Word for word, copy the records that follow.

══ GIVEN RECORDS

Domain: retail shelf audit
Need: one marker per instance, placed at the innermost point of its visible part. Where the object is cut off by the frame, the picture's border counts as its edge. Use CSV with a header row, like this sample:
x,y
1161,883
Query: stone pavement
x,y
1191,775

════

_SOLUTION_.
Domain: retail shelf audit
Need: one marker per instance, placed at the innermost point of its visible part. Where the object is cut off by the frame, the picture's border counts as its edge. Use CSV with a header row, like this sample:
x,y
1161,883
Query: stone pavement
x,y
1191,775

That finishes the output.